● Saved entries:
+++++

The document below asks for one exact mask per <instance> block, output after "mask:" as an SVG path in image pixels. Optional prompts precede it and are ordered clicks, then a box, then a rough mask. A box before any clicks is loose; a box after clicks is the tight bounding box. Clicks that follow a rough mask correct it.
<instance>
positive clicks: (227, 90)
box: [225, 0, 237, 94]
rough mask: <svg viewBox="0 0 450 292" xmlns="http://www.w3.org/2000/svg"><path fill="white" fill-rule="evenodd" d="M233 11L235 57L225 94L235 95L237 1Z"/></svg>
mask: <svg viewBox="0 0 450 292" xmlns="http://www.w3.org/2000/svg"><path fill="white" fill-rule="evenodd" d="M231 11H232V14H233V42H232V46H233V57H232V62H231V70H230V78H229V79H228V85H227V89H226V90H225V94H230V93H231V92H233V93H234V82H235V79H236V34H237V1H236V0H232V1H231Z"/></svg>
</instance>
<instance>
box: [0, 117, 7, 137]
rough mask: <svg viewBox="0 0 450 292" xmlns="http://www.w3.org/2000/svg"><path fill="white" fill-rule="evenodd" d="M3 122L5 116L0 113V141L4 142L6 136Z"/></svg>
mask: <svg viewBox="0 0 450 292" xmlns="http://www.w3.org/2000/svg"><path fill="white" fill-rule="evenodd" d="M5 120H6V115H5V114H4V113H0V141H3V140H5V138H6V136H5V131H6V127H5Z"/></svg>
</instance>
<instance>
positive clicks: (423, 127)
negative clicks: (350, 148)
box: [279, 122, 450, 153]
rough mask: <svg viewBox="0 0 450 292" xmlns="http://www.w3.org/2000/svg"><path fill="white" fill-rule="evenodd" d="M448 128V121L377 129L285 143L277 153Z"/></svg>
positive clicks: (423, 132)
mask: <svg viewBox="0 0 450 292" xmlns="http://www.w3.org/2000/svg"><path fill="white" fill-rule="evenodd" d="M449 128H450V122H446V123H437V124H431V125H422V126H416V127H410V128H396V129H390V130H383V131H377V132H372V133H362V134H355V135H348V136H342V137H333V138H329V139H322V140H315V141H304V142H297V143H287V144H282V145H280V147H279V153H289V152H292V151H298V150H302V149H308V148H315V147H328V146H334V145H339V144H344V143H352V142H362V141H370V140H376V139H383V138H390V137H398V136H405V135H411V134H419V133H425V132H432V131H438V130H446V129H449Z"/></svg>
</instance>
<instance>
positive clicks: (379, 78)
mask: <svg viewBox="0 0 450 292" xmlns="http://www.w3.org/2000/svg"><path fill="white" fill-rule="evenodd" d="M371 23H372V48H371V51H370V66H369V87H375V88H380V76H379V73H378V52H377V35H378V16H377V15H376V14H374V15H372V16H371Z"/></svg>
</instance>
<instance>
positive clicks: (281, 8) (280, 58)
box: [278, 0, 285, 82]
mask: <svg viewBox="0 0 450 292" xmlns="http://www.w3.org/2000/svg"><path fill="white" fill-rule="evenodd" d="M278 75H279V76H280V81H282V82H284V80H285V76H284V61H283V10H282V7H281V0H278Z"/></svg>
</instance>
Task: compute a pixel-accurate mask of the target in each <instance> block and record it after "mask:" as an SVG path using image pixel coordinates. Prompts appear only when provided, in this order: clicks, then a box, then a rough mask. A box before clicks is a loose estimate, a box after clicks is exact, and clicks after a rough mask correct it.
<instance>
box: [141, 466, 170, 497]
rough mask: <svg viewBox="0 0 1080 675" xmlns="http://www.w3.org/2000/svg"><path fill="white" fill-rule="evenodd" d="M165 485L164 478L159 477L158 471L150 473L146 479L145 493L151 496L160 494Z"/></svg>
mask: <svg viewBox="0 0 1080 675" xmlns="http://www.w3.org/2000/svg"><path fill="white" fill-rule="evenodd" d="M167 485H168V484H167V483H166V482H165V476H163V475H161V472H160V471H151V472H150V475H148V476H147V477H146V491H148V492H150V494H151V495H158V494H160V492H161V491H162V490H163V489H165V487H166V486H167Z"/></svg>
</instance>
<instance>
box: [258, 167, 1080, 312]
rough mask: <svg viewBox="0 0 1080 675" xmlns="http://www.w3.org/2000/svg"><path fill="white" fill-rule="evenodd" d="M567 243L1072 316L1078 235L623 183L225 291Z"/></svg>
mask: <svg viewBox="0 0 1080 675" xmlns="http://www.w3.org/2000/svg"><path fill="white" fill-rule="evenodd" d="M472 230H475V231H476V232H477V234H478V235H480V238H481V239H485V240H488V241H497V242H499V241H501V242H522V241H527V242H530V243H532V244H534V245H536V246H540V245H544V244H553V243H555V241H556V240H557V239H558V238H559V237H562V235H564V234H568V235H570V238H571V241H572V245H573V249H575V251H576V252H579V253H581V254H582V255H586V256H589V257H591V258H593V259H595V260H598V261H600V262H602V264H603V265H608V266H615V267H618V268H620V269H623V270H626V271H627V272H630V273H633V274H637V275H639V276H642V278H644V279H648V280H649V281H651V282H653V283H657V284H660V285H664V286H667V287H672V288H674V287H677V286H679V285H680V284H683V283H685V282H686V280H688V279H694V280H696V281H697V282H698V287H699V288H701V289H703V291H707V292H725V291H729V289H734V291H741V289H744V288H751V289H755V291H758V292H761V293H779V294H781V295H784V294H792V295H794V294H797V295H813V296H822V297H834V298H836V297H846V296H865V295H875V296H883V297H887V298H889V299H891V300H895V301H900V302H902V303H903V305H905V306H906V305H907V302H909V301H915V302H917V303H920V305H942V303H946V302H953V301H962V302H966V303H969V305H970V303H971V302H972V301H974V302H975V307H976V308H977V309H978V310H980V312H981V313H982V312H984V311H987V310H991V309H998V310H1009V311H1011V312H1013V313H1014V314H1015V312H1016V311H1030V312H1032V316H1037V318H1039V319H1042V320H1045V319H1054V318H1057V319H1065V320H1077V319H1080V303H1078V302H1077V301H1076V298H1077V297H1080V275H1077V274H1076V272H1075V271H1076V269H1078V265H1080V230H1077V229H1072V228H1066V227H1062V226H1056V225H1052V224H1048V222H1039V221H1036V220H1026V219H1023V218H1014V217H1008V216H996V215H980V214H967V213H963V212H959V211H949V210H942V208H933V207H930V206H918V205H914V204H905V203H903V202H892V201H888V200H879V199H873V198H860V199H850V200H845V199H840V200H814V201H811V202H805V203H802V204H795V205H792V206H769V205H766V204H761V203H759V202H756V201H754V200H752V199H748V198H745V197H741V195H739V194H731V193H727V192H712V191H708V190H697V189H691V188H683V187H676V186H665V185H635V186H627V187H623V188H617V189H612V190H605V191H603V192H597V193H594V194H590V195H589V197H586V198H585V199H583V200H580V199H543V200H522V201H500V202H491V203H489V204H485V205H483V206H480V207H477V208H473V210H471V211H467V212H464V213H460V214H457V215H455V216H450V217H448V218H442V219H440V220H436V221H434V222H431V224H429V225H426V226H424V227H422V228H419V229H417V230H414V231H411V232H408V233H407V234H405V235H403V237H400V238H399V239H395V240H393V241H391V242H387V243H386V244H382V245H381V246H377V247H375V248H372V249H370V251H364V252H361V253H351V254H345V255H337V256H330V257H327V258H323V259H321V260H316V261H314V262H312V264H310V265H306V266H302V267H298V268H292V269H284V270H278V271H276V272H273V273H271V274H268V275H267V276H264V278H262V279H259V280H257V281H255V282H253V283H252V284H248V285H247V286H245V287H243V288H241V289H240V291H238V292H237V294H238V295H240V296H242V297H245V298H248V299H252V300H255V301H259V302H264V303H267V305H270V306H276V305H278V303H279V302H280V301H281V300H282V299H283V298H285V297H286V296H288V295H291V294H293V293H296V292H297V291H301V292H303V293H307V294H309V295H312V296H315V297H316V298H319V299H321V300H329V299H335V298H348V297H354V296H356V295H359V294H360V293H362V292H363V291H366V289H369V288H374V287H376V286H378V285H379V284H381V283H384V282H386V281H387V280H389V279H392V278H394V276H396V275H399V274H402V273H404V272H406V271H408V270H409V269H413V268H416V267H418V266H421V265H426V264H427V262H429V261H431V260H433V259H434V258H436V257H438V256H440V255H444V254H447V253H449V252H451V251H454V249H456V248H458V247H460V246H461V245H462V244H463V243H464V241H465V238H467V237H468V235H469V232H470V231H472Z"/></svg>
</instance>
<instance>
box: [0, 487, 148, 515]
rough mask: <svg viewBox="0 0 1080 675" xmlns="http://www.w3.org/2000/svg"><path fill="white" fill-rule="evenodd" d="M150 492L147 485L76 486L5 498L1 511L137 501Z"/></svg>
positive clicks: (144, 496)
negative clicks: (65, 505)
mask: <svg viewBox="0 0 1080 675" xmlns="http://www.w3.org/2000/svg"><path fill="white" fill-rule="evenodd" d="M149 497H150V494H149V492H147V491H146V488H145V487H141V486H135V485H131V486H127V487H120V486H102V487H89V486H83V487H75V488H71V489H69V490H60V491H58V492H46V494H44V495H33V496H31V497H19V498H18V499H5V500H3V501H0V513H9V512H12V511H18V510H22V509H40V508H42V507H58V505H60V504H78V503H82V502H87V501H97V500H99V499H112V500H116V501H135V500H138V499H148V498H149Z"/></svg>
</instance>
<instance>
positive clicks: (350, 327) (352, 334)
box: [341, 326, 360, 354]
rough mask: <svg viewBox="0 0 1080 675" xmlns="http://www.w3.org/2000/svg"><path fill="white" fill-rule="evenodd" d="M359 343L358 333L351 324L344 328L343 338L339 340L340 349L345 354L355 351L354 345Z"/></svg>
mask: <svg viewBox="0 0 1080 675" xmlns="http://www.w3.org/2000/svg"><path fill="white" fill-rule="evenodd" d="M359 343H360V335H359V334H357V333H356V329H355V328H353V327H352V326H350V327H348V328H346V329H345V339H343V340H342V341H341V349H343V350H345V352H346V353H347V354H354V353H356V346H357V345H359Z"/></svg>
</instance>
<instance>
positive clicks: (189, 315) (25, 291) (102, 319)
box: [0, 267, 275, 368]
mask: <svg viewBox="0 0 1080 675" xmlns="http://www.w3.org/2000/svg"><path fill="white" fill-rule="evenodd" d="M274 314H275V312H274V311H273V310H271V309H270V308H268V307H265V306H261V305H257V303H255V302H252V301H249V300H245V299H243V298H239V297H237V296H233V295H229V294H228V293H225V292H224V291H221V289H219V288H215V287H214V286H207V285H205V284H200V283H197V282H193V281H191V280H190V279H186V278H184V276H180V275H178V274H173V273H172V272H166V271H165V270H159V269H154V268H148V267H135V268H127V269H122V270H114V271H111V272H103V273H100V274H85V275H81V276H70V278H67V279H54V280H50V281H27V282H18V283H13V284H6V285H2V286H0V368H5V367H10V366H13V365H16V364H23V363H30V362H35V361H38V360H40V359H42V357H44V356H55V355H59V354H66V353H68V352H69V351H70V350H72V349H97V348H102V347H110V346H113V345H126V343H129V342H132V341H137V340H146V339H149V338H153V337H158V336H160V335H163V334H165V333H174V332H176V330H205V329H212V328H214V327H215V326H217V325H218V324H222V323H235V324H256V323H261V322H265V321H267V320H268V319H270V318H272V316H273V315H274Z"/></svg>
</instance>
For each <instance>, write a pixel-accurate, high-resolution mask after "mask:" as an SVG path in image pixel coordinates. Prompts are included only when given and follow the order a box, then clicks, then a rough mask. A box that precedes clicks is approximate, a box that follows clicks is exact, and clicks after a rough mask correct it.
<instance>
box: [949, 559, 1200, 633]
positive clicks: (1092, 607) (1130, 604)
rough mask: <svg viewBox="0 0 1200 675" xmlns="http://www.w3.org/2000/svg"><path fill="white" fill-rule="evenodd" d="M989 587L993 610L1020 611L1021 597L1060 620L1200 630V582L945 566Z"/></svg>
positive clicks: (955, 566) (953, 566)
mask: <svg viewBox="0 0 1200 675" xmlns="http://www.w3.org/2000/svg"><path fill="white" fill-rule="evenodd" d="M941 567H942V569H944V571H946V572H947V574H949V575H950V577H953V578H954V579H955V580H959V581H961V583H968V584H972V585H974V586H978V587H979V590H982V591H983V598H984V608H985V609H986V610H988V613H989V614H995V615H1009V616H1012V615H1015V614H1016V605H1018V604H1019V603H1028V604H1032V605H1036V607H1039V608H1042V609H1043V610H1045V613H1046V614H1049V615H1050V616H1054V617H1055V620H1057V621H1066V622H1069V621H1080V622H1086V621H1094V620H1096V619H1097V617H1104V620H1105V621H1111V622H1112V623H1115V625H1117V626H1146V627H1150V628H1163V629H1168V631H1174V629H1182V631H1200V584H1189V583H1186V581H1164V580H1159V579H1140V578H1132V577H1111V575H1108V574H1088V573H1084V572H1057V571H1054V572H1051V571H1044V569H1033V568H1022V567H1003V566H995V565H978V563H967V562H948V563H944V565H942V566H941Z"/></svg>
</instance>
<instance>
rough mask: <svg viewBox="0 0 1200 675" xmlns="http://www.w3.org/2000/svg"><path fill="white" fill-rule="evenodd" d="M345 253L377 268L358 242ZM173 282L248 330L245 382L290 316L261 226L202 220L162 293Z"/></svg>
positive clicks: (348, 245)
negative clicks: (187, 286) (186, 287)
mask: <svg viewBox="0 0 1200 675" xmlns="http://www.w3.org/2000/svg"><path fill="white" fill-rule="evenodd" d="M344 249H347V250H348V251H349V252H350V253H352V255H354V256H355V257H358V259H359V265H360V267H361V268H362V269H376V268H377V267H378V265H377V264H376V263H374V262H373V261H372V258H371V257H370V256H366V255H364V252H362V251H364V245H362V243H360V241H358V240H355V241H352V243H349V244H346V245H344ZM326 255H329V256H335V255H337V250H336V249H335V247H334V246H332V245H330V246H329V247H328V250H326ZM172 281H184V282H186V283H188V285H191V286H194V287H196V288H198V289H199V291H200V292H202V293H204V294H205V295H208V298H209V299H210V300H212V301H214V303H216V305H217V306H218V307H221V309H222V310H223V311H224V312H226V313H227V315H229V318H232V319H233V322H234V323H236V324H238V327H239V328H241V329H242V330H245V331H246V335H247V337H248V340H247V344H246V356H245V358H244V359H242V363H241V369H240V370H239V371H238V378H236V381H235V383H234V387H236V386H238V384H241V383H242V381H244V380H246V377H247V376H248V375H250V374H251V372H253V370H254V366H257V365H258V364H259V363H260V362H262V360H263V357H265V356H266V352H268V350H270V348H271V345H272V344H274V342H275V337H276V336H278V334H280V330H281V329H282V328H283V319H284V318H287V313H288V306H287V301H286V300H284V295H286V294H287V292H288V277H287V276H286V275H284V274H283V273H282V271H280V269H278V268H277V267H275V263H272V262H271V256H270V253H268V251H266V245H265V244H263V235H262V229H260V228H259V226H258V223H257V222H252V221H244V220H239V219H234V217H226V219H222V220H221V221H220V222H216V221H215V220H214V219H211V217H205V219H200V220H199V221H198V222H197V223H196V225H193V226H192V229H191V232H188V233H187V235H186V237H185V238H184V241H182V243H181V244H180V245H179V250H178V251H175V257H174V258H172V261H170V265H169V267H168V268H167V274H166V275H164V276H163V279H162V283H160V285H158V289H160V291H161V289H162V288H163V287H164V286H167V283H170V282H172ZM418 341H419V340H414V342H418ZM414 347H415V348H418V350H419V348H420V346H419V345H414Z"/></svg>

+++++

● What the task asks:
Transcribe each line of the data above, unaltered, from the one where "positive clicks: (227, 90)" appears to the one where "box: [0, 117, 7, 137]" appears, inclusive of both.

● Result of the exercise:
positive clicks: (227, 90)
box: [225, 0, 237, 94]
rough mask: <svg viewBox="0 0 450 292" xmlns="http://www.w3.org/2000/svg"><path fill="white" fill-rule="evenodd" d="M233 11L235 57L225 94L235 95L237 1Z"/></svg>
mask: <svg viewBox="0 0 450 292" xmlns="http://www.w3.org/2000/svg"><path fill="white" fill-rule="evenodd" d="M231 11H232V14H233V42H232V46H233V57H232V62H231V70H230V78H229V79H228V85H227V89H226V90H225V94H230V93H231V92H233V93H234V82H235V79H236V34H237V1H236V0H232V1H231Z"/></svg>
</instance>
<instance>
box: [0, 117, 7, 137]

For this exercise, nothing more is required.